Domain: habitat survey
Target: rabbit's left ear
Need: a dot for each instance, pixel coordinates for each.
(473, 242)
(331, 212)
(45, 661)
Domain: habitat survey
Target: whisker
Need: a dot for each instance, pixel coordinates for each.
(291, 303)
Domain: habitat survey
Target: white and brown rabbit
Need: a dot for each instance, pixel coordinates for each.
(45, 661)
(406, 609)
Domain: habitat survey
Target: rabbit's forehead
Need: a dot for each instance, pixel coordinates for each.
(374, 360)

◆ ◆ ◆ ◆ ◆ ◆ ◆

PROBLEM DETAILS: Print every line of the data above verbatim, leaving nothing out and changing nothing.

FINISHED EXERCISE:
Domain: habitat survey
Target: rabbit's left ear
Need: a dot for each instance, pixel coordinates for each.
(473, 242)
(331, 212)
(45, 661)
Domain: habitat survey
Target: whisker
Need: a dot for each instance, pixel coordinates for each.
(291, 303)
Domain: habitat survey
Target: white and brown rabbit
Need: a dot for each instance, pixel coordinates for each.
(45, 661)
(406, 609)
Domain: habitat survey
Target: rabbit's forehead
Need: a dot for each instance, pixel coordinates for each.
(374, 360)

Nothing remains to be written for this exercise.